Source excerpt:

/---

35 U.S.C. § 101 requires that a device, in order to be patentable, must be "useful". The prompt and substantial commercial success of the machine described in the patent in suit, see Transcript of Trial, pp. 920-21, leads the court to conclude that that machine satisfies the statutory requirement of utility.

35 U.S.C. § 101 also requires that a device, in order to be patentable, must be "new". A mere aggregation of elements which were known at the time of the application for a patent is not a patentable machine. The question of whether a combination of elements constitutes a patentable combination or a mere aggregation goes to the question of whether the novelty required by 35 U.S. C. § 101 exists. See Gould-National Batteries, Inc. v. Gulton Indus., Inc., 361 F.2d 912, 915 (3d Cir.1966). A mere aggregation is not novel. See Bryant Elec. Co. v. Reno Sales Co., 16 F.2d 789, 792-793 (E.D.N.Y.), aff'd, 16 F.2d 797 (2d Cir.1926).

\---

Short problem A:
Answer from the patent utility and novelty excerpt above:
(i) What did the court rely on to conclude that the machine meets the statutory requirement of utility?
(ii) Which case is cited for the point that the combination-versus-aggregation question goes to novelty?
(iii) Which court affirmed Bryant Elec. Co. v. Reno Sales Co.?
Short problem B: Go on with the excerpt on patent utility and novelty after its final sentence.

Data:

/---

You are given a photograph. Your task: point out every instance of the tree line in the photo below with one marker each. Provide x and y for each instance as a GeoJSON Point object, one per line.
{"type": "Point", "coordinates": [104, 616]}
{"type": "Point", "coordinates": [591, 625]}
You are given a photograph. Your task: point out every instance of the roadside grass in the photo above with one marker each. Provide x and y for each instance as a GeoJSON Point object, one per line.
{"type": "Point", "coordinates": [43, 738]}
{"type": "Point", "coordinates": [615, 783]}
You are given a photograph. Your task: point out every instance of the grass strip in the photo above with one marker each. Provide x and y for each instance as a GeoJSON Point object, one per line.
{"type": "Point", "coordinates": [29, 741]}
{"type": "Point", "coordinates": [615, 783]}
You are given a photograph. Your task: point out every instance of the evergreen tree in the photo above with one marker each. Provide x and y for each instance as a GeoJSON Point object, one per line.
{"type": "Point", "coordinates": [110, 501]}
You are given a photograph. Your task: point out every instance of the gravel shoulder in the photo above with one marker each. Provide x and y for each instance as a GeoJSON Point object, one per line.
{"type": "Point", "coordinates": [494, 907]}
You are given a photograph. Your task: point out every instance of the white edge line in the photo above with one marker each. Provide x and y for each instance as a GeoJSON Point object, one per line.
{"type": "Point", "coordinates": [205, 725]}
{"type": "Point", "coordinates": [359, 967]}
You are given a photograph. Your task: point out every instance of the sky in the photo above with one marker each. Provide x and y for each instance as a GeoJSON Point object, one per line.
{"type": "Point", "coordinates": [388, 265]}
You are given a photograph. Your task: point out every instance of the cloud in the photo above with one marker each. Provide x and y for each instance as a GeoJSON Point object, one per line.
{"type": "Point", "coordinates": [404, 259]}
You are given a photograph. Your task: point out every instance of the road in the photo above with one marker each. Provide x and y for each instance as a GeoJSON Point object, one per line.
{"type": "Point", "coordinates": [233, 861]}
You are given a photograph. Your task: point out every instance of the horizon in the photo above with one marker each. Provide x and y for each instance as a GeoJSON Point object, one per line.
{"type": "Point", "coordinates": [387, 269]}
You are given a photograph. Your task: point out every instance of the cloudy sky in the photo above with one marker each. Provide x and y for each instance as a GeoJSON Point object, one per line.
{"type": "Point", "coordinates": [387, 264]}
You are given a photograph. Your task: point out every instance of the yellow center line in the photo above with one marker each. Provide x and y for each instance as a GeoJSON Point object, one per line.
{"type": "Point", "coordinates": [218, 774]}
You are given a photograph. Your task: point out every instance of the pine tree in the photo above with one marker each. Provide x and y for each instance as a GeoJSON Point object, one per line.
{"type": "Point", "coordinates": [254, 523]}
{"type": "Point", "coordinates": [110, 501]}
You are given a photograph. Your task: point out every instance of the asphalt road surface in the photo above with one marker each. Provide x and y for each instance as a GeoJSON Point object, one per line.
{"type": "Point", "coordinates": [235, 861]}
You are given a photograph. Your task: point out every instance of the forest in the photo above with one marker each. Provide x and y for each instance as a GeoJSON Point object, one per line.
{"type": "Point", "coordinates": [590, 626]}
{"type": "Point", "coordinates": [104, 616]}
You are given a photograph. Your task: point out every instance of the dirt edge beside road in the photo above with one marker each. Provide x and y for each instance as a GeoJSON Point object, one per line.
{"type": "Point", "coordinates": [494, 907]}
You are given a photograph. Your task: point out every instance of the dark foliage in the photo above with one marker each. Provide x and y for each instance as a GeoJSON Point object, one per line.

\---

Task output A:
(i) The prompt and substantial commercial success of the machine described in the patent in suit (Transcript of Trial, pp. 920-21).
(ii) Gould-National Batteries, Inc. v. Gulton Indus., Inc., 361 F.2d 912, 915 (3d Cir.1966).
(iii) The Second Circuit (2d Cir.1926).

Task output B:
Patent No. 2,580,306 is a combination patent. The device described is a combination *787 of a frame, a means for gathering silage toward the center of the silo, a means for picking up this silage, and a means for discharging the silage from the silo. No one of these elements was unknown at the time this patent application was made. For example, Blaisdell Patents No. 826,646 and No. 884,559, Seidel Patent No. 844,693, Kennedy Patent No. 846,791, Lamb Patent No. 1,007,954, Burgess Patent No. 1,233,308, Keys Patent No. 1,479,990, Foster Patent No. 1,550,311, and Kutz Patent No. 1,740,250 show types of frames. Blaisdell Patents No. 826,646 and No. 884,559, Lamb Patent No. 1,007,954, Burgess Patent No. 1,233,308, Holnagel Patent No. 1,274,548, and Holmgreen Patent No. 1,275,558, show means for moving material towards the center of a circular container. Parker Patent No. 1,020,307, Curtis Patent No. 1,413,007, Ronning Patents No. 1,409,404 and No. 1,556,718, Foster Patent No. 1,550,211, Thiemann Patent No. 1,619,277, and Rasor Patent No. 2,148,501 show means for picking up a substance and means for conveying that substance vertically and laterally. Schacht Patent No. 784,281, Steege Patent No. 1,611,291, Whiteside Patent No. 2,129,252, and Coultas Patent No. 2,373,169 also show devices which discharge substances upwardly and laterally. Some of these patents will be discussed in greater detail later in this opinion. Did the placing of some of these elements together to form a workable automatic silo unloader constitute invention? This court concludes that it did not.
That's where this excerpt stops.